• _Passage_
Start of Block

I saw him across the miles of shoes that make up DSW at the Mall of America. An overweight bearded guy holding his wife's purse, baseball cap on his head. I blinked, so sure, so sure for that instant that it was him. Then I blinked again and he was just some guy I'd never seen before. I kept blinking until the tears went away.
She's laid up right now. She had surgery on an old ankle injury and she's on bed rest until the end of November. I send her silly postcards and punny Halloween cards, but when I talk to her on the phone she seems so sad. I am stumped.
I heard "Lay Lady Lay" on the radio tonight. I turned it up as loud as I could, screaming along the words while laughing and crying simultaneously. He used to try and claim that song was about a dog. A dog! As if.
She was so angry that night. She broke every single one of the plates and bowls by hurling them off the balcony. He wouldn't buy her new sheets for the bed, well then, he was going to buy her something worth even more.
He let me take the truck to school, but realized he needed it for moving something later that afternoon. He went to the school, took the truck, parked the car in exactly the same way I had left the truck (meaning he had to back it in) and left the keys in the ignition with a note "took the truck - drive this home - Pops" sitting on the dash. I laughed and laughed and laughed at the instruction. What else was I going to drive home?

End of Block

• _Extracted information_

Start of Block

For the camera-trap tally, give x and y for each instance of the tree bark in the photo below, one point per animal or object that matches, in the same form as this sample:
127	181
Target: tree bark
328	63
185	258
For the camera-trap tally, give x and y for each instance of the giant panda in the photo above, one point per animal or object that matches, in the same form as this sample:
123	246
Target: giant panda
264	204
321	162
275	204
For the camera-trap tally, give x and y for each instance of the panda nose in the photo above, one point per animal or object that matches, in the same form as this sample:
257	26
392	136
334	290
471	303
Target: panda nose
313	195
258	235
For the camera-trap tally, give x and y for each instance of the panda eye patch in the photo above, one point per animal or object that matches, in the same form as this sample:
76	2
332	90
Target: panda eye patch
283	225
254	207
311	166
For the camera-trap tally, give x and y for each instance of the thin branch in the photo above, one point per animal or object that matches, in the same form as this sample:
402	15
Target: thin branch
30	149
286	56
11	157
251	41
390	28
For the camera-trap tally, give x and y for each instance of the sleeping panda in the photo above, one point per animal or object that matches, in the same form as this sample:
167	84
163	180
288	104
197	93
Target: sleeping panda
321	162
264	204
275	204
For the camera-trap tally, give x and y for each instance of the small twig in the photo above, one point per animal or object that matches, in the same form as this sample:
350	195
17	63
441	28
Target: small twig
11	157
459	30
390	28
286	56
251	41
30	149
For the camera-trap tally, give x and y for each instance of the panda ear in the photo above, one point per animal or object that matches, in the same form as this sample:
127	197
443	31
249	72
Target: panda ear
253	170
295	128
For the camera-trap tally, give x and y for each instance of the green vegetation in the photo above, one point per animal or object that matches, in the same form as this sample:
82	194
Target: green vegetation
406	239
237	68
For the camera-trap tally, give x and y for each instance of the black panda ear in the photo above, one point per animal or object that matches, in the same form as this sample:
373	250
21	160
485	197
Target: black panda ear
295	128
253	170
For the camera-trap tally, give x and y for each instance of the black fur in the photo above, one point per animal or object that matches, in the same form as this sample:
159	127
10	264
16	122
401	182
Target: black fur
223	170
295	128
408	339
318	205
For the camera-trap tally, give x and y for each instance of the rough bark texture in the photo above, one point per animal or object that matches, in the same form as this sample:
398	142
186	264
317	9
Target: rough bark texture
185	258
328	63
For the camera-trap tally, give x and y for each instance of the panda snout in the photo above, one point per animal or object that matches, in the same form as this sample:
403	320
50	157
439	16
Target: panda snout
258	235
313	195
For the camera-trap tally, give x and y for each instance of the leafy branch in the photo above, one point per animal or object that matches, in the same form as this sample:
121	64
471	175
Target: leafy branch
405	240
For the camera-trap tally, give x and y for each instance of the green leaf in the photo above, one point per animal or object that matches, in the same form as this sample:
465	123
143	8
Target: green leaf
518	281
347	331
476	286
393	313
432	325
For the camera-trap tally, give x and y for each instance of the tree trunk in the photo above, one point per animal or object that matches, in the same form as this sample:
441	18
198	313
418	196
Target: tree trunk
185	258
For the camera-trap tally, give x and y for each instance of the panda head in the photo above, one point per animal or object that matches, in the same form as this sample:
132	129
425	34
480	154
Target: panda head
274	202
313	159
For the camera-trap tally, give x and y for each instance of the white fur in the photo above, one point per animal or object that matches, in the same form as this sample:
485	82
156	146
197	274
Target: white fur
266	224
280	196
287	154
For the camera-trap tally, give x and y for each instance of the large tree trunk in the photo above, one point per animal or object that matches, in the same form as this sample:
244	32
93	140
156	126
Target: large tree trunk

End of Block

• _Work order A_
Can you print the passage word for word, everything from "I saw him across" down to "dog! As if."?
• _Work order B_
Can you sum up the passage in two sentences?

• _Task response A_
I saw him across the miles of shoes that make up DSW at the Mall of America. An overweight bearded guy holding his wife's purse, baseball cap on his head. I blinked, so sure, so sure for that instant that it was him. Then I blinked again and he was just some guy I'd never seen before. I kept blinking until the tears went away.
She's laid up right now. She had surgery on an old ankle injury and she's on bed rest until the end of November. I send her silly postcards and punny Halloween cards, but when I talk to her on the phone she seems so sad. I am stumped.
I heard "Lay Lady Lay" on the radio tonight. I turned it up as loud as I could, screaming along the words while laughing and crying simultaneously. He used to try and claim that song was about a dog. A dog! As if.

• _Task response B_
The narrator mistakes a bearded stranger at the Mall of America DSW for him and blinks back tears, then later turns up "Lay Lady Lay" on the radio and sings along while laughing and crying, recalling that he used to claim the song was about a dog. The passage also describes a woman on bed rest after ankle surgery who seems sad on the phone, a night when she hurled every plate and bowl off the balcony in anger, and Pops taking the truck from school and leaving the car with a note to drive it home.